§ **Consigna A**:
Contesta estas preguntas sobre el fragmento acerca de Moreau y la Ley:
(i) Según Montgomery, ¿en qué residía su relativa seguridad?
(ii) ¿Qué era la Ley frente a la naturaleza animal?
(iii) ¿Hacia dónde señala Prendick al decir dónde está Moreau?
§ **Consigna B**: Duplica, por favor, del fragmento sobre Moreau y la Ley todo lo que va desde "Montgomery le explica" hasta "la naturaleza animal.".

§ **Fragmento fuente**:
━━━━━━━━━━

Montgomery le explica a Prendick que “su relativa seguridad residía en la
limitada capacidad intelectual de los monstruos. A pesar de su relativa
inteligencia y de la tendencia de sus instintos animales a reaparecer, Moreau
había implantado en sus mentes ciertas ideas fijas que limitaban por completo
su imaginación. En realidad, estaban hipnotizados, les habían inculcado que
ciertas cosas son imposibles y otras están prohibidas, y estas prohibiciones se
hallaban implícitas en sus mentes, anulando todo intento de desobediencia o
litigio”.
Moreau
no podía hacerlos perfectos y libres sin riesgo de perecer. Era necesario que
creyeran en la Ley para que no se volvieran incontrolables. La Ley era el
escudo frente a la naturaleza animal.
¿Pero
puede la ley ser eficaz sin el miedo, incluso sin el miedo más irracional, sin
el miedo al que tiene el poder y sus instrumentos más temibles? Los monstruos,
que en tantas cosas actuaban como humanos, aunque no como seres humanos
perfectos, saben que Moreau ha muerto. Prendick tiene que decirles que su
muerte no es auténtica y definitiva y que, por tanto, la Ley se mantiene y se
mantiene el castigo para el que la desobedezca. Ley que, por cierto, prohíbe
las más variopintas cosas, so pretexto de que parezcan hombres los monstruos,
pero que en su fondo no tiene razón de más peso que la de evitar que el instinto
agresivo de aquellos seres reaparezca si se libran del miedo al castigo.
“- ¿Hay alguna Ley ahora?
–preguntó el Hombre Mono.- ¿Está muerto de verdad?
- ¿Hay una Ley, tú, Hombre del
Látigo? Él está muerto –dijo el Monstruo de pelo gris.
Nos miraban fijamente.
- Prendick –dijo Montgomery,
volviendo hacia mí sus inexpresivos ojos-. Está muerto. Es evidente.
Yo había permanecido detrás de él
durante toda la conversación. Empezaba a comprender lo que ocurría. Entonces,
di un paso al frente y, alzando la voz, exclamé:
- ¡Hijos de la Ley! ¡Él no ha
muerto!
M´ling volvió hacia mí su intensa
mirada.
- Ha cambiado de forma. Ha
cambiado de cuerpo -continué-. Durante algún tiempo no lo veréis. Está… allí –y
señalé hacia lo alto-, y desde allí os vigila. Vosotros no lo veis, pero Él sí
os ve a vosotros. ¡Respetad la Ley!

━━━━━━━━━━

§ **Datos proporcionados**:
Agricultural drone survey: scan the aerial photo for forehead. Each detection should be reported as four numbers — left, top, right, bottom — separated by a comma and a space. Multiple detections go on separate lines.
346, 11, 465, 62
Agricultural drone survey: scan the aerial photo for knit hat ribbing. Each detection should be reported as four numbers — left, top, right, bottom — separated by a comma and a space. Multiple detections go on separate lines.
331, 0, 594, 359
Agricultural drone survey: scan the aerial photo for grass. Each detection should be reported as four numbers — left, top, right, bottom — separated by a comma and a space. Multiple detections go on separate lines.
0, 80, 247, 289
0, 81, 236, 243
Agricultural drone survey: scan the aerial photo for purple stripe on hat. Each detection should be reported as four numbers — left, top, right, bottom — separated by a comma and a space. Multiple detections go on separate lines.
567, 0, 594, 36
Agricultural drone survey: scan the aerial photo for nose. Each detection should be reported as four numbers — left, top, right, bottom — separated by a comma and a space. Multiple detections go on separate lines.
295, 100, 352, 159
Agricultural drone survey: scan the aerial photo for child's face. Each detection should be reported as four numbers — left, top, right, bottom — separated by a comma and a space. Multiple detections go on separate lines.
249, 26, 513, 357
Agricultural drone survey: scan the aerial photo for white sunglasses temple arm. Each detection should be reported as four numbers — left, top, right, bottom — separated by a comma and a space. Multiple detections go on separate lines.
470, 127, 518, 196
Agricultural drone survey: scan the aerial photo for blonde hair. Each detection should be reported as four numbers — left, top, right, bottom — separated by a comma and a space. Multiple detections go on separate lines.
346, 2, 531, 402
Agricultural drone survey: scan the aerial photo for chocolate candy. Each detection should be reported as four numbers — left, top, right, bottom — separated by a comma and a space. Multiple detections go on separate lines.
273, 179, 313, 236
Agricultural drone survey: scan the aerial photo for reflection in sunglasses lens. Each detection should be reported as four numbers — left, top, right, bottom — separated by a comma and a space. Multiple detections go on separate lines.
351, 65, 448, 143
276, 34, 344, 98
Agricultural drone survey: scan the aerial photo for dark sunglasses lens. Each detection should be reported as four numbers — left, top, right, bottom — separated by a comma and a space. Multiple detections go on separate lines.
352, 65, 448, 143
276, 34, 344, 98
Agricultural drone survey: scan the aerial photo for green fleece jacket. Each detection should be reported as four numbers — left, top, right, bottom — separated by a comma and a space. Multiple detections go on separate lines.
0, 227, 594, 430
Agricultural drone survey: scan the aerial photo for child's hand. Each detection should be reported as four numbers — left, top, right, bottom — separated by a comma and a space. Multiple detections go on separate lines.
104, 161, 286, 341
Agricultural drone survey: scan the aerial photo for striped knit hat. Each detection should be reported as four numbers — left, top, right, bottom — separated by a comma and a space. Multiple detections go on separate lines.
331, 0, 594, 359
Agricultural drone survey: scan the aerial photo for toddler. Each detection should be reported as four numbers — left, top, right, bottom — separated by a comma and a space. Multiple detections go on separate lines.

━━━━━━━━━━

§ **Respuesta A**:
(i) En la limitada capacidad intelectual de los monstruos.
(ii) El escudo.
(iii) Hacia lo alto.

§ **Respuesta B**:
Montgomery le explica a Prendick que “su relativa seguridad residía en la
limitada capacidad intelectual de los monstruos. A pesar de su relativa
inteligencia y de la tendencia de sus instintos animales a reaparecer, Moreau
había implantado en sus mentes ciertas ideas fijas que limitaban por completo
su imaginación. En realidad, estaban hipnotizados, les habían inculcado que
ciertas cosas son imposibles y otras están prohibidas, y estas prohibiciones se
hallaban implícitas en sus mentes, anulando todo intento de desobediencia o
litigio”.
Moreau
no podía hacerlos perfectos y libres sin riesgo de perecer. Era necesario que
creyeran en la Ley para que no se volvieran incontrolables. La Ley era el
escudo frente a la naturaleza animal.